*Selected excerpt*.

┌────────

Teacher reflects on community help

By Bob Fabian

Christmas for Carol Lang is a story of losing a granddaughter. Thanks to many Floyd community members, it’s also a story of how people come together for those in need.
One of Lang’s 13 grandchildren, Ashely Renee Goar of Ruidoso, was born with congenital heart disease — Lang said Goar was born with literally half a heart.
Lang is a music teacher at Floyd Schools. While Lang was working on a music program at school on Dec. 3 she received a call in front of faculty and students. Goar had gone into cardiac arrest.
The news struck seemingly everyone in the room and within 20 minutes the staff of Floyd Schools raised more $600 for traveling expenses so Lang could make it to Albuquerque Presbyterian Hospital, where Goar was being treated.
The donation proved valuable for Lang. Goar had been in and out of the hospital since June of this year and the traveling was starting to take a toll on Lang’s pocketbook and spirit. Lang spent 19 days in June in Albuquerque and made about a dozen trips for her granddaughter.
Lang stayed at the hospital until Ashley Goar’s parents, Dewayne and Darla Goar, made a decision to stop life support on Dec. 5. By that point, Ashley was clinically brain dead.
Lang commented on the surprising beauty of the situation. She noted that they dressed Goar in pajamas and everyone in attendence had a special moment with her before breathing tubes were removed.
“It was handled in such a beautiful way.” Lang said.
Lang said that even Goar’s doctors and nurses cried, knowing they did all they could.
“At some point we’re [all] human, that’s just a fact of life,” Lang said. “You’re kind of numb at that point. It was heart breaking watching my kids, but they were strong, I admire them.”

└────────

*Information shown*.

┌────────

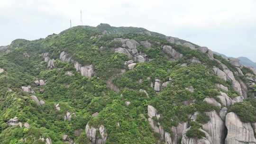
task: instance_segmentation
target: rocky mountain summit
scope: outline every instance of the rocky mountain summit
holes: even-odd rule
[[[0,51],[1,144],[256,144],[256,70],[142,28]]]

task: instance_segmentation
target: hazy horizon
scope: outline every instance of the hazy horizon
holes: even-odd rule
[[[80,25],[101,23],[143,27],[205,46],[228,56],[256,62],[256,1],[196,0],[3,0],[0,45],[34,40]]]

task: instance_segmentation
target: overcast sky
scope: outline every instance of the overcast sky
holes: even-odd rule
[[[1,0],[0,45],[80,23],[145,28],[256,62],[256,0]]]

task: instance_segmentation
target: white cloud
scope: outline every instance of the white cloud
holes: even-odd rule
[[[255,0],[2,0],[0,45],[83,23],[142,27],[256,61]],[[242,50],[241,50],[242,47]]]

└────────

*Task goal*.
In the article about the Floyd teacher, at which hospital was Lang's granddaughter being treated?

*Expected answer*.
Albuquerque Presbyterian Hospital